Task inputs:

* * *

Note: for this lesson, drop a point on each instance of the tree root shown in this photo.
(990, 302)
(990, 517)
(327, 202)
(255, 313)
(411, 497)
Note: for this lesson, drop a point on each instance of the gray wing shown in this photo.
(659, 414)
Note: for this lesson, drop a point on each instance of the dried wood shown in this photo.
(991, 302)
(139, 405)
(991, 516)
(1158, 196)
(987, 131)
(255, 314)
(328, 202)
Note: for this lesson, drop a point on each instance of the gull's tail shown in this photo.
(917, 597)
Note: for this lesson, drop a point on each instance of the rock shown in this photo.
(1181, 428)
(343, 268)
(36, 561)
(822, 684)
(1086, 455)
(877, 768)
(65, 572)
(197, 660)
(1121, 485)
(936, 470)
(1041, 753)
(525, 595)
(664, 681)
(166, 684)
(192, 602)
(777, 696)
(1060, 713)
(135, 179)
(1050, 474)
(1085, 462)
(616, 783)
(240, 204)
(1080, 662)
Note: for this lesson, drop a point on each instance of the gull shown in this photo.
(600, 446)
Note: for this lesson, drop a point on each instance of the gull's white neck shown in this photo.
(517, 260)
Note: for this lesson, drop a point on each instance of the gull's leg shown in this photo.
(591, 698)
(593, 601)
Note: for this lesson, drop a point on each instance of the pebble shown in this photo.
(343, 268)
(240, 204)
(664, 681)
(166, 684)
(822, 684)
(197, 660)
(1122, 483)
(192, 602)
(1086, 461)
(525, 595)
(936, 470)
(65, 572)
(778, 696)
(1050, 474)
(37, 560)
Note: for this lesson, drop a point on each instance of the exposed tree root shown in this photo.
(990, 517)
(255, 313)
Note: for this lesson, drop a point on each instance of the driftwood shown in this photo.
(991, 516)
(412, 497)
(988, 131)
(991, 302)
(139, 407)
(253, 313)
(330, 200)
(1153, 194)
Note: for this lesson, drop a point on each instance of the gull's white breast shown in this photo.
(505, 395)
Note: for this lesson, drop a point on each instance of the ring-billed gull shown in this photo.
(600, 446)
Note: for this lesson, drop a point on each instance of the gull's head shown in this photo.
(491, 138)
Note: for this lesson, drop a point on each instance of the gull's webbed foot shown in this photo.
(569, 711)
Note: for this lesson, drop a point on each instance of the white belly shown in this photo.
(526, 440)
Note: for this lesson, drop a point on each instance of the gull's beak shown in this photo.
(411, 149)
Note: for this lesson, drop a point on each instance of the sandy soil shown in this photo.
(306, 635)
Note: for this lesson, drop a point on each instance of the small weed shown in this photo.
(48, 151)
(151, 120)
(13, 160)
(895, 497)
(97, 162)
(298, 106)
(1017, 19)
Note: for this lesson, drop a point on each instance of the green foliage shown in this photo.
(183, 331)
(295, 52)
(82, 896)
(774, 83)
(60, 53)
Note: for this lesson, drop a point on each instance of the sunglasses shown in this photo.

* * *

Problem details:
Copy out every line of the data above, word for word and in the same order.

Output of the task:
Note: for this lesson, drop a point on each instance of the tree root shown in this photo.
(990, 302)
(990, 517)
(327, 202)
(255, 313)
(411, 497)
Note: for this lesson, drop a point on each instance of the gray wing shown in this photo.
(659, 414)
Note: for this lesson, drop a point on each instance of the dried wood shown in this photo.
(991, 302)
(139, 405)
(991, 516)
(1158, 196)
(987, 131)
(255, 314)
(328, 202)
Note: for this lesson, drop a point on each instance of the gull's tail shown in this photo.
(917, 597)
Note: for this lesson, drop a point on each instance of the rock shown in this photo.
(1181, 428)
(343, 268)
(36, 561)
(822, 684)
(1086, 455)
(877, 768)
(65, 572)
(197, 660)
(1121, 485)
(936, 470)
(1041, 753)
(525, 595)
(664, 681)
(166, 684)
(192, 602)
(777, 696)
(1060, 713)
(135, 179)
(1050, 474)
(1085, 462)
(616, 783)
(240, 204)
(1080, 662)
Note: for this lesson, drop a point on each instance of the gull shown in this photo.
(600, 446)
Note: for this lesson, drop a point on each instance of the gull's white neck shown in this photo.
(517, 260)
Note: for this lesson, drop a point on each instance of the gull's leg shown in this photo.
(591, 698)
(593, 601)
Note: for this lesson, drop a point on each instance of the pebble shown in this photo.
(343, 268)
(240, 204)
(664, 681)
(166, 684)
(822, 684)
(197, 660)
(1122, 483)
(192, 602)
(1086, 461)
(525, 595)
(936, 470)
(65, 572)
(778, 696)
(1050, 474)
(37, 560)
Note: for this lesson, drop a point on each instance of the exposed tree root shown in this photo.
(990, 517)
(255, 313)
Note: for this lesson, drop a point on each instance of the driftwood shown in this photo.
(991, 516)
(412, 497)
(988, 131)
(991, 302)
(139, 407)
(253, 313)
(330, 200)
(1153, 194)
Note: for this lesson, drop a point on each instance of the gull's white breast shown in this photo.
(505, 395)
Note: for this lesson, drop a point on each instance of the ring-billed gull shown in this photo.
(600, 446)
Note: for this lesson, drop a point on each instance of the gull's head shown in this photo.
(491, 138)
Note: for this lesson, drop a point on each instance of the gull's webbed foot shown in this photo.
(569, 711)
Note: for this lesson, drop a point on each instance of the white belly shown in this photo.
(526, 440)
Note: for this lesson, drop a point on each instance of the gull's beak shown in this photo.
(411, 149)
Note: for this lesson, drop a point on each instance of the sandy soil shown in this photo.
(306, 635)
Note: for this lesson, drop a point on each instance of the small weed shown in this photo.
(48, 151)
(151, 120)
(13, 160)
(895, 497)
(97, 162)
(298, 106)
(1017, 19)
Note: for this lesson, drop a point on each instance of the green foliage shown in this photo.
(183, 331)
(295, 52)
(82, 896)
(774, 83)
(60, 53)
Note: for this lesson, drop a point on each instance of the sunglasses shown in this photo.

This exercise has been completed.